(Point placement records)
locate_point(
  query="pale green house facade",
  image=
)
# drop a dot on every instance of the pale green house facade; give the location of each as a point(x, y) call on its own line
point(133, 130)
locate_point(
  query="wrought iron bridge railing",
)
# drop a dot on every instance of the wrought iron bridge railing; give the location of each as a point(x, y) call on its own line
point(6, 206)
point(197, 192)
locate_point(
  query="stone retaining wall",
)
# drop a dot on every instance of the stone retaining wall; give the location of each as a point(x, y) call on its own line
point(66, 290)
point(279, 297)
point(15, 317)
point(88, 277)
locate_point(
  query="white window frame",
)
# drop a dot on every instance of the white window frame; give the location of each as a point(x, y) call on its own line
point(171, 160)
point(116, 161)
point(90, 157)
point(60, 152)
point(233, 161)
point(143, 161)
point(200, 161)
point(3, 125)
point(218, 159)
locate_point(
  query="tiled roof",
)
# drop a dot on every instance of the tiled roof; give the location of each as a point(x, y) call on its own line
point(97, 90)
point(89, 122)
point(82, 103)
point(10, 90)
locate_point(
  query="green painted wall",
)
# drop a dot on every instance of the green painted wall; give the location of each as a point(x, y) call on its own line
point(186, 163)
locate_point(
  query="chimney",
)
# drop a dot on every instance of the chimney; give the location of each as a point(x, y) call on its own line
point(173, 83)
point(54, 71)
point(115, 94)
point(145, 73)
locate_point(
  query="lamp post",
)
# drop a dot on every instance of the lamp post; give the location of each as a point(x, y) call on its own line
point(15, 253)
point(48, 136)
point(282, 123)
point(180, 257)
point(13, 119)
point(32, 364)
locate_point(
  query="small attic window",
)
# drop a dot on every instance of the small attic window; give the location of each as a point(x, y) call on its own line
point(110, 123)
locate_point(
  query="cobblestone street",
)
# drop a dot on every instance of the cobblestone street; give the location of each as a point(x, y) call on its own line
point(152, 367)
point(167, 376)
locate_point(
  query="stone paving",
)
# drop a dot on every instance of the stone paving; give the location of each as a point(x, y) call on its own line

CHALLENGE: Could you rewrite the data from its start up to and including the line with "point(10, 90)", swapping "drop a dot" for "place a marker" and leaving everything else unchanged?

THE RESULT:
locate_point(
  query="pale green house facade",
  image=
)
# place a marker on every instance of the pale green house facade; give the location of each as a point(x, y) call on its own line
point(133, 130)
locate_point(
  query="wrought iron bridge railing",
)
# place a marker on every instance of the wrought iron bridge railing; give the location of each as a point(x, y) call on its own line
point(6, 206)
point(197, 192)
locate_point(
  query="stone retaining wall",
)
# place a marker on every instance of the stone retaining wall; give the location of each as a point(x, y) call on its own line
point(66, 290)
point(279, 297)
point(15, 317)
point(88, 277)
locate_point(
  query="white window frame",
)
# place a marker on every instance of the white window frame; give the location of each as a point(x, y) call on its own line
point(171, 160)
point(116, 161)
point(90, 157)
point(60, 152)
point(233, 161)
point(143, 161)
point(200, 161)
point(3, 125)
point(218, 159)
locate_point(
  query="tiled roof",
)
# place a marker on every instance of the tiled roof; give the location of each as a point(x, y) call on its own line
point(97, 90)
point(89, 122)
point(82, 103)
point(10, 90)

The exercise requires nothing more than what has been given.